--- Start LISTING ---

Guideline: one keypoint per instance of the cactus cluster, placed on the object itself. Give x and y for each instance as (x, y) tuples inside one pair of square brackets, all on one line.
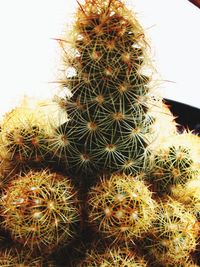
[(112, 183), (108, 110)]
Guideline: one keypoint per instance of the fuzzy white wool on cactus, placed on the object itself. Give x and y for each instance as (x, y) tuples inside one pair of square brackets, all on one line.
[(29, 57)]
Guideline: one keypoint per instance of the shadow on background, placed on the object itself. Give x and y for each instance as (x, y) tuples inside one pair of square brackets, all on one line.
[(188, 117)]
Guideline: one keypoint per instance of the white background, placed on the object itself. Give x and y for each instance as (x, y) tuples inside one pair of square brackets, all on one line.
[(28, 54)]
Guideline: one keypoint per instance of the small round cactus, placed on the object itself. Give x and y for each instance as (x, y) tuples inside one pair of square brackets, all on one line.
[(14, 258), (189, 195), (121, 207), (24, 136), (109, 122), (175, 234), (171, 166), (114, 256), (40, 209)]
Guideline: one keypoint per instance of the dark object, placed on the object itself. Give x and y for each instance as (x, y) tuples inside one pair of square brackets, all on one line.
[(195, 2), (187, 116)]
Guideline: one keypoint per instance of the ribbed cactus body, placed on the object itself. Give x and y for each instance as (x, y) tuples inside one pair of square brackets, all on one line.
[(108, 109)]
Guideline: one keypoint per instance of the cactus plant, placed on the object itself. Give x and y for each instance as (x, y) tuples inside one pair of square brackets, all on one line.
[(143, 200), (40, 209), (24, 136), (121, 207), (174, 235), (114, 256), (109, 121)]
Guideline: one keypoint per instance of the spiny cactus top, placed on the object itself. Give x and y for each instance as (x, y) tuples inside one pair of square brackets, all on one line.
[(108, 108)]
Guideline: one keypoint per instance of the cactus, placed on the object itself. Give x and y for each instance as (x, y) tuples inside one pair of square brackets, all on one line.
[(121, 207), (140, 193), (109, 122), (114, 256), (172, 165), (24, 136), (189, 195), (40, 210), (174, 235), (15, 258)]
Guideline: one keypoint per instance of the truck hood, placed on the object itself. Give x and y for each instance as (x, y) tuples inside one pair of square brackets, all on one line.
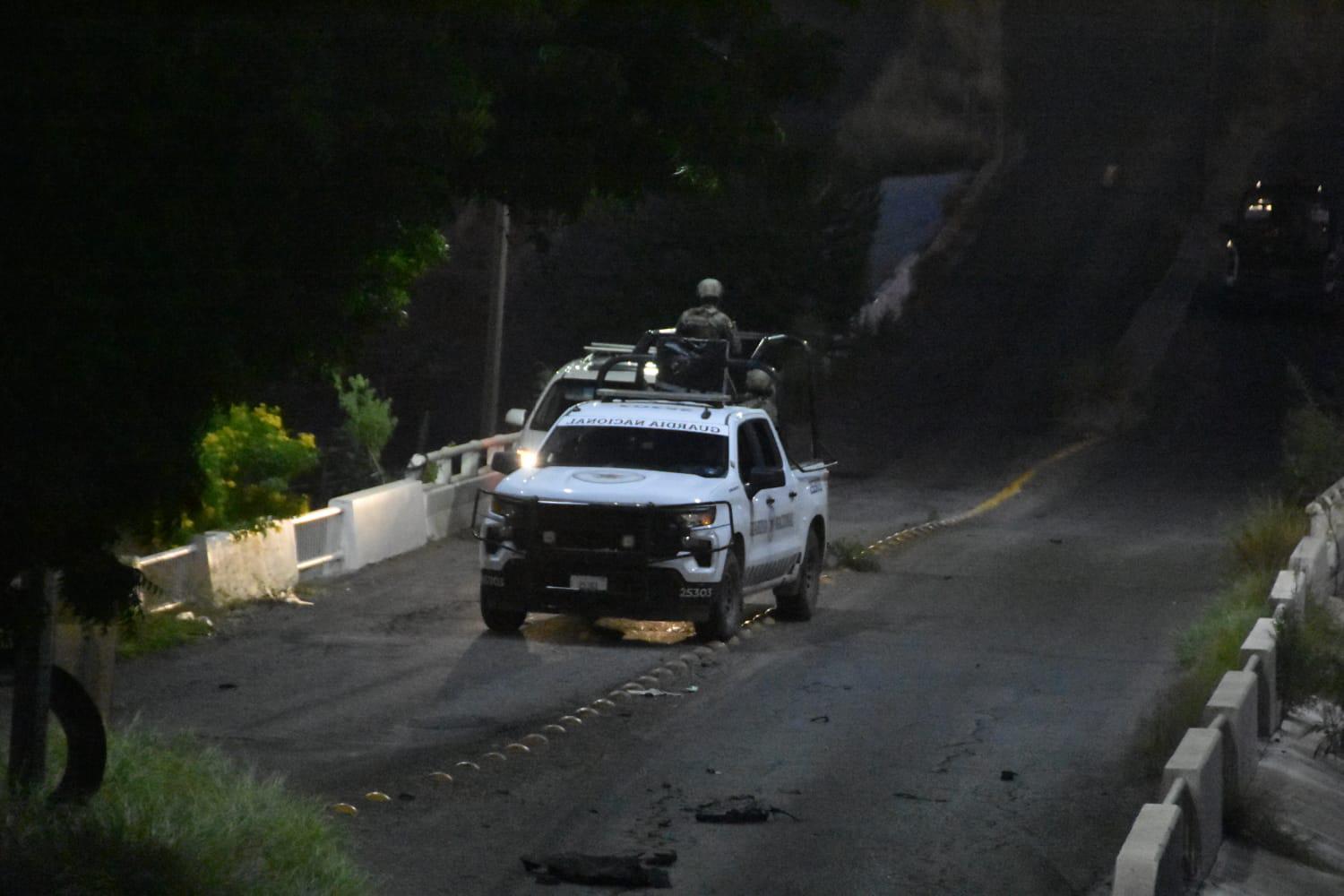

--- End LISTING ---

- TO DO
Reproduce the material from its beginning through the line containing "[(112, 183), (108, 110)]", with 46 added to every coordinate value in the answers. Omit the pictures.

- FINISHED EXERCISE
Guideline: one keypoint per instance of the cactus cluster, placed on the object itself. Give x and y for each instance as (x, y) tuples inside one pair of square brackets, all on one line.
[(158, 229), (154, 156)]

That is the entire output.